> Instructions for the task:
Could you copy the data that follows exactly as written, but drop the pictures?

> Data shown:
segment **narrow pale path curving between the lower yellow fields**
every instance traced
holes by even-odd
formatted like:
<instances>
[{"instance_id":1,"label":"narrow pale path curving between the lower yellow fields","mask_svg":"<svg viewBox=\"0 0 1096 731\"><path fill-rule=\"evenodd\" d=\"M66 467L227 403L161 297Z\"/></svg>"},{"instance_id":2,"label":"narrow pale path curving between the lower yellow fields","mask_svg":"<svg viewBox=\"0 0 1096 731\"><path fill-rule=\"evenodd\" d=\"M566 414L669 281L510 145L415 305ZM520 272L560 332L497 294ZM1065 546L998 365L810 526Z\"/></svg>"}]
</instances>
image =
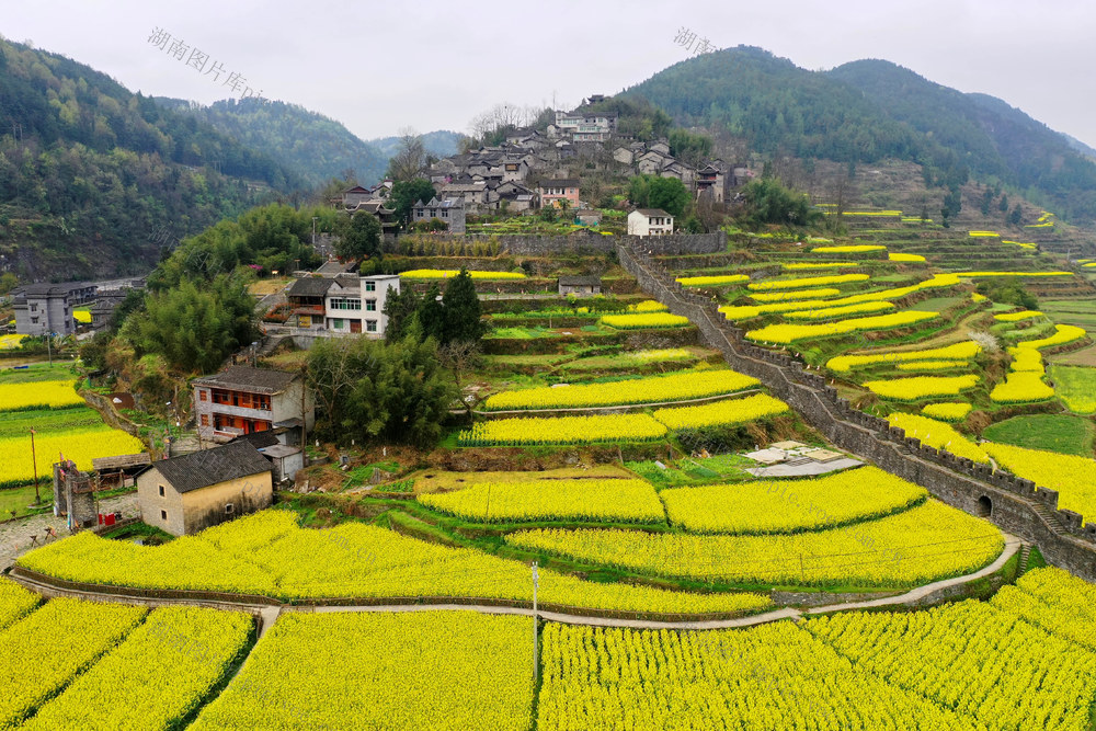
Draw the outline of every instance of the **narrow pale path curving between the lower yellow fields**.
<instances>
[{"instance_id":1,"label":"narrow pale path curving between the lower yellow fields","mask_svg":"<svg viewBox=\"0 0 1096 731\"><path fill-rule=\"evenodd\" d=\"M905 594L887 596L878 599L867 599L864 602L847 602L844 604L832 604L826 606L811 607L802 610L795 607L783 607L763 614L739 617L735 619L710 619L693 621L658 621L651 619L621 619L616 617L587 617L583 615L566 614L560 612L538 610L537 616L548 621L558 621L567 625L587 625L591 627L628 627L633 629L728 629L734 627L753 627L781 619L801 619L804 615L826 614L831 612L846 612L866 608L878 608L887 606L914 607L921 604L928 604L933 601L945 598L950 595L952 589L962 586L984 576L996 573L1008 562L1008 560L1019 551L1021 541L1015 536L1005 534L1005 548L993 563L964 576L955 576L936 581L924 586L918 586ZM12 580L18 581L27 589L44 594L46 596L70 596L73 598L89 599L95 602L114 602L119 604L142 604L150 607L170 605L206 606L220 609L243 610L255 614L262 618L262 629L260 637L274 625L274 621L284 612L436 612L436 610L470 610L480 614L510 614L532 617L533 609L527 607L500 607L480 604L387 604L387 605L346 605L346 606L316 606L316 605L260 605L247 602L212 601L212 599L189 599L189 598L148 598L136 594L107 594L101 592L80 591L73 589L60 589L46 582L31 580L26 576L12 574Z\"/></svg>"}]
</instances>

> Finished exercise:
segment **narrow pale path curving between the lower yellow fields**
every instance traced
holes by even-odd
formatted like:
<instances>
[{"instance_id":1,"label":"narrow pale path curving between the lower yellow fields","mask_svg":"<svg viewBox=\"0 0 1096 731\"><path fill-rule=\"evenodd\" d=\"M66 467L227 403L161 297Z\"/></svg>"},{"instance_id":2,"label":"narrow pale path curving between the lower yellow fields","mask_svg":"<svg viewBox=\"0 0 1096 731\"><path fill-rule=\"evenodd\" d=\"M566 414L669 281L510 145L415 305ZM520 272L560 332L497 294ZM1065 546L998 365L810 526Z\"/></svg>"}]
</instances>
image =
Draw the outline of every instance of the **narrow pale path curving between the lower yellow fields**.
<instances>
[{"instance_id":1,"label":"narrow pale path curving between the lower yellow fields","mask_svg":"<svg viewBox=\"0 0 1096 731\"><path fill-rule=\"evenodd\" d=\"M905 594L887 596L878 599L867 599L864 602L847 602L844 604L832 604L826 606L811 607L802 610L795 607L783 607L763 614L739 617L735 619L710 619L693 621L658 621L651 619L621 619L616 617L587 617L583 615L566 614L560 612L538 610L537 616L548 621L558 621L567 625L587 625L591 627L628 627L633 629L728 629L734 627L753 627L781 619L801 619L804 615L826 614L831 612L846 612L866 608L878 608L887 606L914 607L921 604L928 604L933 601L945 598L950 595L952 589L962 586L984 576L996 573L1008 562L1008 560L1019 551L1021 541L1015 536L1005 534L1005 548L993 563L964 576L955 576L936 581L924 586L918 586ZM12 580L18 581L27 589L44 594L46 596L70 596L73 598L89 599L95 602L114 602L119 604L142 604L150 607L170 605L206 606L220 609L243 610L255 614L262 618L262 629L260 637L274 625L274 621L284 612L436 612L436 610L470 610L480 614L510 614L532 617L533 609L527 607L500 607L480 604L387 604L387 605L346 605L346 606L316 606L316 605L260 605L247 602L212 601L212 599L189 599L189 598L148 598L136 594L107 594L101 592L80 591L73 589L60 589L46 582L31 580L26 576L12 574Z\"/></svg>"}]
</instances>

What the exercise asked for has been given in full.